EXERCISES:
A – Answer these questions about the text on compost in organic farming:
(i) Under temperate climate conditions, what annual compost rate is enough to maintain the soil humus level of medium-textured soils?
(ii) How much can N mineralization vary in the first years of compost application?
(iii) Which EU regulation is given as specifying high-quality composts?
B – Can you carry the text on compost in organic farming forward, starting after its last sentence?

EXTRACT:
========

Organic farming is a sustainable agricultural system that respects and relies on natural ecological systems. Its principles
exclude the use of synthetic pesticides and fertilizers. Instead it is based on management practices that sustain soil quality
and health. Composting of organic residues and the use of compost in agriculture bring back plant nutrients and organic matter
to the soil that otherwise would be lost. Nevertheless, there are some potential risks associated with compost use, such as
the accumulation of heavy metals or organic pollutants, which must not be neglected. Some types of organic farms, such as
stockless farms or vegetable farms, have difficulties sustaining soil humus using only organic farming sources. For such farms,
using biowaste compost from separately collected organic household waste might be a solution, which in addition helps to close
nutrient and organic matter loops of the whole society. Here we compile information on beneficial effects and potential risks
associated with compost use and on crop yields and quality, with compost under an organic farming perspective. The most important
benefit of using compost is the increase in soil organic matter (SOM). Under temperate climate conditions, 6–7 t ha−1 year−1 (dry wt.) compost is sufficient to maintain the soil humus level of medium-textured soils; higher rates increase the soil
humus content. Regular compost addition enhances soil fauna and soil microbial biomass and stimulates enzyme activity, leading
to increased mineralization of organic matter and improved resistance against pests and diseases, both features essential
for organic farming. Through the significant increase in the soil’s content of organic carbon, compost fertilization may make
agricultural soil a carbon sink and thus contribute to the mitigation of the greenhouse effect. Phosphorus and potassium in
compost become nearly completely plant-available within a few years after compost application. The nitrogen-fertilizer value
of compost is lower. In the first years of compost application, N mineralization may vary from −15% to +15%. Nitrogen recovery
in the following years depends on the site- and cultivation-specific mineralization characteristics and will roughly be the
same as that of soil organic matter (SOM). Soil cation exchange capacity (CEC) increases with compost use, improving nutrient
availability. Moderate rates of compost of 6–7 t ha−1 year−1 dry wt. are sufficient to substitute regular soil liming. In the available micronutrient status of the soil, only minor changes
are to be expected with high-quality composts. Increasing soil organic matter exerts a substantial influence on soil structure,
improving soil physical characteristics such as aggregate stability, bulk density, porosity, available water capacity, and
infiltration. Increased available water capacity may protect crops against drought stress. Plant-disease suppression through
compost is well established in container systems. In field systems, the same processes involving the suppression of pathogens
by a highly active microflora supported by the supply of appropriate organic matter are likely at work. When using high-quality
composts, such as specified by the EU regulation 2092/91, the risk of heavy metal accumulation in the soil is very low. Nitrogen
mineralization from compost takes place relatively slowly and there are virtually no reports of uncontrollable N-leaching.

========

Photo-based referring expression data:
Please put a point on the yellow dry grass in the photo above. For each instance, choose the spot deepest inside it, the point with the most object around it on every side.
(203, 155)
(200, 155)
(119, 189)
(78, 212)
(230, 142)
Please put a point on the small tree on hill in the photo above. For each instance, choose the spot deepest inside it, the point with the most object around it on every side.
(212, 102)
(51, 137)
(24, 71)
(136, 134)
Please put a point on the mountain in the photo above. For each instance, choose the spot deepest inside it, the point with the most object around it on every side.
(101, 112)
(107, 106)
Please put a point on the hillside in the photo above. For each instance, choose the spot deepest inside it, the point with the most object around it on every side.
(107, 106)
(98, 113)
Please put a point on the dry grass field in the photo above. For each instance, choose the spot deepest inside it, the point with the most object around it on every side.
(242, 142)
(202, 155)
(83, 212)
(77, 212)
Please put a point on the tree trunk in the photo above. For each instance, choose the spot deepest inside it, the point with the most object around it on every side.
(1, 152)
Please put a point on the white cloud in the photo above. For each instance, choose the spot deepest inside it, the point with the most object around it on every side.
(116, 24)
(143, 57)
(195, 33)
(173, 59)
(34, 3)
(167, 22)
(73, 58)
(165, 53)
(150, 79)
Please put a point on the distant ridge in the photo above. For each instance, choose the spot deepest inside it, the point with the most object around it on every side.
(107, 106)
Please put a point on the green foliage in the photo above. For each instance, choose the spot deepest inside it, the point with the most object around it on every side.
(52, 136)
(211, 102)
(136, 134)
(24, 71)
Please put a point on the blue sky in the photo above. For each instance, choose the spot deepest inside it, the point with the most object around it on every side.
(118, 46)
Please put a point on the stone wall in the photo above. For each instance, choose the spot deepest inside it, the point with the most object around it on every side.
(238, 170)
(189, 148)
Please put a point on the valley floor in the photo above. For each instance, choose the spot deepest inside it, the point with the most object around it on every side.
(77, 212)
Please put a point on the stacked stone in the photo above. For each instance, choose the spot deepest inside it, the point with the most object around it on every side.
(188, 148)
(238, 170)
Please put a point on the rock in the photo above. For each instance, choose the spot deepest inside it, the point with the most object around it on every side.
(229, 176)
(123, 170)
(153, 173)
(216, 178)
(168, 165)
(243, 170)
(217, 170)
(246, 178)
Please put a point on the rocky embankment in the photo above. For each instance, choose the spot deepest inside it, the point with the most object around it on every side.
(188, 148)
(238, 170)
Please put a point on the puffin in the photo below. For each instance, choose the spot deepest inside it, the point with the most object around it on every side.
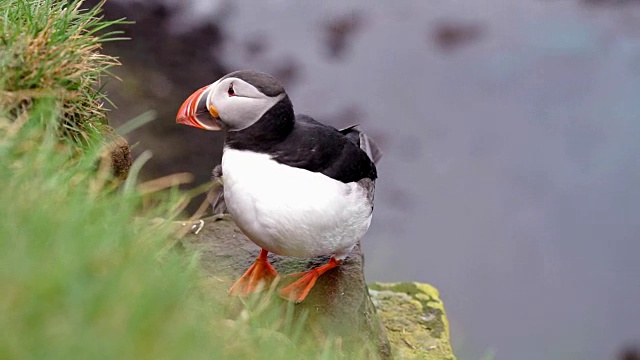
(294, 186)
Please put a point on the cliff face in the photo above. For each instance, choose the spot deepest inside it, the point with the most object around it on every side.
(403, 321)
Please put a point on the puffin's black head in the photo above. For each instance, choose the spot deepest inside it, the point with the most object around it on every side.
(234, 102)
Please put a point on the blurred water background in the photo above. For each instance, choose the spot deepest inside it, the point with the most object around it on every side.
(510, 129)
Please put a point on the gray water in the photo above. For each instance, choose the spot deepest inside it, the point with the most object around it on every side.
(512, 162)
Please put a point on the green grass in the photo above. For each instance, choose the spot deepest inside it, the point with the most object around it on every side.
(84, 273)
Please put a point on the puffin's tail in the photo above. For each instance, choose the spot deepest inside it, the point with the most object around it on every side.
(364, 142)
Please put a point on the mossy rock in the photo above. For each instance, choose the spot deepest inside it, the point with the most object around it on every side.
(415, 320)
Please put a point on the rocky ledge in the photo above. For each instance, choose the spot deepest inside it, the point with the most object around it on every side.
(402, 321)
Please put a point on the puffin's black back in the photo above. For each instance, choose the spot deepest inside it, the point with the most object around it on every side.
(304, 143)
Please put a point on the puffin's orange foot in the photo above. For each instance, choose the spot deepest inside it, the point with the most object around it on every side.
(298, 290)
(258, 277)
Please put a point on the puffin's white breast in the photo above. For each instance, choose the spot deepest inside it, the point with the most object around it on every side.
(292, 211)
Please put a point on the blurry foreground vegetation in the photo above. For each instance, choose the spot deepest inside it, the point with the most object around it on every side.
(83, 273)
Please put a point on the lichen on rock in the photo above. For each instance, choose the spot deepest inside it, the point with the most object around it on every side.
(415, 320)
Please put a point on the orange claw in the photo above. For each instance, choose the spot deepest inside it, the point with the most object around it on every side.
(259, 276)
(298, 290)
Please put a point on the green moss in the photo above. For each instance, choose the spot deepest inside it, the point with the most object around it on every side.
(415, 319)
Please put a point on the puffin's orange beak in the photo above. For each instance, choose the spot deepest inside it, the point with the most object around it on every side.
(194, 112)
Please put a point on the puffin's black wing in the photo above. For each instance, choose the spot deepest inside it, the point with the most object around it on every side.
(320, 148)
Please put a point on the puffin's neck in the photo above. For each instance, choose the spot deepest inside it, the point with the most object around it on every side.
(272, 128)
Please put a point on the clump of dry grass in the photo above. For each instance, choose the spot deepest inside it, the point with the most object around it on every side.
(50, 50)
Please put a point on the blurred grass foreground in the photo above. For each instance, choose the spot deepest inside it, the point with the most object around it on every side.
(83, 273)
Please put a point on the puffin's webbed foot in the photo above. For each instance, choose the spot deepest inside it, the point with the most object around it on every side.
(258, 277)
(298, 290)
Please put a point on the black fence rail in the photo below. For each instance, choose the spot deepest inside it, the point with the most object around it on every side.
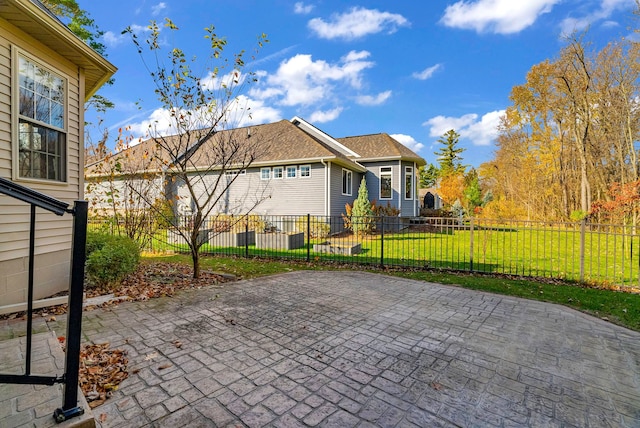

========

EXERCISE ANSWERS:
A –
(i) 6–7 t ha−1 year−1 (dry wt.)
(ii) From −15% to +15%
(iii) EU regulation 2092/91

B –
Concentrations of persistent organic pollutants such as polycyclic aromatic hydrocarbons (PAHs), polychlorinated biphenyls
(PCBs), or polychlorinated dibenzodioxins and dibenzofurans (PCDD/F) in high-quality composts usually approach the usual soil
background values. Also the overall hygiene and hygiene concerning plant diseases and weeds are not a problem if quality composts
produced in a monitored system are used. Most studies found positive yield effects of biowaste compost. However, the effect
of biowaste compost applied at moderate rates usually takes some years to develop. It depends on the factors determining nutrient
mineralization from soil and compost and also on crop-related factors such as the nutrient requirements and uptake dynamics
of the respective crop rotation. Crops with longer growth periods can make better use of compost. Many vegetable crops respond
favorably to compost fertilization, often immediately after the first application. Crop quality is usually not affected by
compost fertilization in cereals and slightly positively influenced in vegetable crops.